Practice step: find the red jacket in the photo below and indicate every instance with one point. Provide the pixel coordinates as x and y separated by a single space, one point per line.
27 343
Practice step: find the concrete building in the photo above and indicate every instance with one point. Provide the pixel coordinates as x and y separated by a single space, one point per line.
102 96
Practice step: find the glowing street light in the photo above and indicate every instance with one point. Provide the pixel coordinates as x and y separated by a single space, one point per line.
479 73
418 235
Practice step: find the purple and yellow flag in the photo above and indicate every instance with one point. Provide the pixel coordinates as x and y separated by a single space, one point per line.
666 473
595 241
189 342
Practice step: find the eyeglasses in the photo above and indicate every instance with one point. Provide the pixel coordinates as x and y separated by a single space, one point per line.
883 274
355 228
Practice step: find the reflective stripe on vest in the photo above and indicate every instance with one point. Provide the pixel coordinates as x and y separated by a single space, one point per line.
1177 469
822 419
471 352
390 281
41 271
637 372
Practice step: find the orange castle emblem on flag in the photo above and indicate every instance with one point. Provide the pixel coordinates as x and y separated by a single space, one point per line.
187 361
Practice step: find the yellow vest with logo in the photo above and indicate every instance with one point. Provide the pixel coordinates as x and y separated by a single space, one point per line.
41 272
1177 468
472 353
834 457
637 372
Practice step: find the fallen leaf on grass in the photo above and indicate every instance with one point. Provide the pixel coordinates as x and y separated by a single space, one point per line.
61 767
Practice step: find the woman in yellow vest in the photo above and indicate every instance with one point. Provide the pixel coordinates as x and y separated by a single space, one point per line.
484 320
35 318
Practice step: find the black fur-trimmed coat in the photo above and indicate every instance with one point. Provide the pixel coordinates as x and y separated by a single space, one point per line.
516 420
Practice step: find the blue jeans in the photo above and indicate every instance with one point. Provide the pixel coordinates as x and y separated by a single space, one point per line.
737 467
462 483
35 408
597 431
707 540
◆ ◆ ◆ ◆ ◆
■ Written problem ■
Reproduce the records word for word, starting at the line that contains "Practice step: find the orange" and continuing through the final line of the records, both ends included.

■ Exercise response ■
Practice step: find the orange castle emblem on flag in the photo above and indicate every instance with one point. Provide the pixel coordinates as x and y separated by a single space, one point per line.
187 361
Practice step: find the yellow vest with logo in the photo above and indicate every instance with one point. Provide the pixel coordinates as x and y separated by a single space, one point per line.
41 272
1177 468
472 353
834 457
637 372
Practice step: find the fallen leaf on grass in the photo above and indicate every instance with one point. Provide the pixel coordinates as x and y separated by a single space, one point per line.
61 767
Practice step: find the woman in yellow vest in the photo above and indicate every instance with one point. Provide the pixel coordinates as x and y separated by a single space, one point per line.
484 320
35 318
Practice step: find the black fur-trimmed coat in the photo above and indicate every instance with one point. Provide the pixel coordinates as x and y separated by a single space, one point per line.
516 420
Practice step: find the blue jeans in the photo above and indicate every instance with one point. Provide the pixel coordinates as x and y separated by a single space, one point per line.
737 467
462 483
35 408
597 431
707 540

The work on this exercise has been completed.